-- start Given data --

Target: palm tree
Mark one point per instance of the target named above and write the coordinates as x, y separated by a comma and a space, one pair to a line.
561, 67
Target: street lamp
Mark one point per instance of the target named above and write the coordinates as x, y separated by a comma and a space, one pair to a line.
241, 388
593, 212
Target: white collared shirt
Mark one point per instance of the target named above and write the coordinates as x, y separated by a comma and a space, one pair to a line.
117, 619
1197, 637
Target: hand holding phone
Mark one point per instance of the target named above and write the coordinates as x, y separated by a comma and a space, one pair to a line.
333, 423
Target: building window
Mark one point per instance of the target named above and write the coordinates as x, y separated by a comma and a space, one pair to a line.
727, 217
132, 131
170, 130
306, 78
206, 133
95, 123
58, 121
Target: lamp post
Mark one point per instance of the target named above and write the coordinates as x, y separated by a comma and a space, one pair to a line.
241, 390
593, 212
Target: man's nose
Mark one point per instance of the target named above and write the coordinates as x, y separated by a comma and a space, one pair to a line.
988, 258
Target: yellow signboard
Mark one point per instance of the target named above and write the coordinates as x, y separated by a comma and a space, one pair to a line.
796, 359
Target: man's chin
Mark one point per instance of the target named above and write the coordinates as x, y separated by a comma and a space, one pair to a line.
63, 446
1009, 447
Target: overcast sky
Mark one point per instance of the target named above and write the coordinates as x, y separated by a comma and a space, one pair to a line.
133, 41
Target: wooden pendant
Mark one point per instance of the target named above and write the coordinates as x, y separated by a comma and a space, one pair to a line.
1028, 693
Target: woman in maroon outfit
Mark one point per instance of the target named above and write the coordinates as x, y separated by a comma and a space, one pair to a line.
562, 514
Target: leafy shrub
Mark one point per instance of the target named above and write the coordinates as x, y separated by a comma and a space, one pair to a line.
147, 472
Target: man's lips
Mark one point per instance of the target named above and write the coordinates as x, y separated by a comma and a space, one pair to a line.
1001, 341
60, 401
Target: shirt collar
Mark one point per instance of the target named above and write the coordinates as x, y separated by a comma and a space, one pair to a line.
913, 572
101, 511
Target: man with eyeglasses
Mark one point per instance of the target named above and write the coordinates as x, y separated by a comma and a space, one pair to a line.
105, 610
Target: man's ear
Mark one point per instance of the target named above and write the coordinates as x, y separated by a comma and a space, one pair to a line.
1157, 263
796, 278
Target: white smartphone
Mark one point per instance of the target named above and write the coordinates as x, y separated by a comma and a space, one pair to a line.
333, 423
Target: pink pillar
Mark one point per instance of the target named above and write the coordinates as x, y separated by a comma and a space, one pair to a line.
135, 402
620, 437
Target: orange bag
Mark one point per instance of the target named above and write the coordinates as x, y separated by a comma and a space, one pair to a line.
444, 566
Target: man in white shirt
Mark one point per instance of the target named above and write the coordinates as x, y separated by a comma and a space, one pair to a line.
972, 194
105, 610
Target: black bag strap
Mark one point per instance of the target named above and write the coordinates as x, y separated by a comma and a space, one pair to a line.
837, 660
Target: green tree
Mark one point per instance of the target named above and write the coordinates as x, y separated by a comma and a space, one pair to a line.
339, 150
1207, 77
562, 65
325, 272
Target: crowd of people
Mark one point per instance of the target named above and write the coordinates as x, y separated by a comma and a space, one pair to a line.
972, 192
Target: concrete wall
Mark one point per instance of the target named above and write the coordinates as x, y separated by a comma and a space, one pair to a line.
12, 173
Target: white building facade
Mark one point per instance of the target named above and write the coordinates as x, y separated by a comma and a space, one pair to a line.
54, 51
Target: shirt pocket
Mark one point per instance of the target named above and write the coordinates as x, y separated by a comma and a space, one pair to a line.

-- end Given data --

Do this: Return all of the rows above verbatim, with no change to any line.

Task answer:
Target: palm tree
Mark one point per instance of the target named above and write the coordinates as x, y separated by a comma and a space, one pair to a line.
561, 67
Target: street lamp
Mark one point per instance of the target named above and write the coordinates as x, y separated by a comma and a space, one pair to a line.
241, 388
593, 212
Target: white collared shirt
Mark one point per instance of the target named above and write the coordinates as x, y separated by a comma and a space, one pair to a line.
117, 619
1197, 637
Target: hand holding phone
Mark one point per instance of the target named above and write the coordinates as x, y separated by a comma and a space, one pair to a line.
333, 423
Target: building window
Mark one point per instance of the target named above and write the coordinates as x, y separated by a comma and a space, one pair to a line.
727, 217
132, 131
170, 130
306, 78
206, 133
95, 123
58, 121
Target: lamp post
Mark one point per instance of the target named above and write the coordinates as x, y separated by a comma and a space, one pair to a line.
241, 390
593, 212
Target: man's nose
Mark one point per instance of the target named above and write the coordinates as x, y separated by a comma and a space, one pair to a line.
988, 258
Target: yellow signboard
Mark one point per instance of the target named above and write the coordinates as x, y separated by a comma and a space, one pair to a line.
796, 359
Target: man's chin
Mark one point per instance of the target named above and write the coordinates as x, y separated by a comma and a space, one pair to a line.
63, 446
1009, 447
Target: overcast sky
Mark one point per instance of the target named above and write the coordinates as x, y separated by a comma and a space, one pair to a line.
133, 41
Target: wooden pendant
Mark one point per instance of the target named above and write the coordinates as x, y separated by a comma and a space, one pair to a line.
1028, 693
Target: woman in maroon outfit
Mark one point per instance of the target named above and write the coordinates as x, y separated by a comma and a space, one pair to a line.
562, 514
Target: leafy shrub
Mark one point per instance of the target named above and write the coordinates as x, y separated by a comma and a space, one pair to a line.
147, 472
Target: man's lips
Mark one point per instance of the target named above and write the coordinates as x, y separated by a comma and a space, one pair to a line.
1001, 341
60, 401
Target: shirt collar
Mark one point per instance of the target named above and write the coordinates as x, y separated by a comma and a space, one pair to a line.
913, 572
101, 511
Target: man with eyeglasses
Mark one point per instance of the target named above and write the coordinates as x, y separated by a comma and a space, one pair to a line.
105, 610
Target: man's ear
Mark one point per instance of the target named above and write the coordinates as x, y separated by a comma and a space, one pair to a line.
1157, 263
796, 278
Target: white smartphone
Mark one point per instance of the target named above and write the coordinates as x, y separated by a comma and a space, one pair to a line.
333, 423
Target: pink pillar
Mark one point per instance of the target named above and write the coordinates as x, y separated by a comma and a space, one pair to a line.
135, 402
620, 437
Target: orange bag
Mark one point per instance of the target named above and write the coordinates as x, y separated by a comma and a space, one pair to a line.
444, 566
Target: man in white shirt
Mark one point per instance of the target named above and write the coordinates as x, y separated by a comma and a space, one pair to a line.
972, 194
105, 610
Target: black bag strap
Mark one point per instance of the target named above and write the coordinates as x, y separated by a comma and a space, one pair to a line.
837, 660
Target: green tree
Mark one point per instance of the target named above and write the coordinates as x, y separated by a comma and a space, one pair to a line.
339, 150
1207, 77
562, 65
325, 272
Target: crowd of people
Mark one point per instance of the target named above and write the coordinates as x, y separated by a comma and a space, one pair to a line.
972, 192
Target: concrete wall
Mark one point per instance of the target named above and write the coordinates as x, y separated by a comma and a space, one pair to a line.
12, 173
Target: white building facade
Mark one point per instance of the target named above and write the coordinates as x, y separated by a comma and a space, one pair to a line.
54, 51
Target: shirt pocket
Mark one point per instance of the target named above and write the coordinates as x, y separated by a comma and a space, one pair to a line.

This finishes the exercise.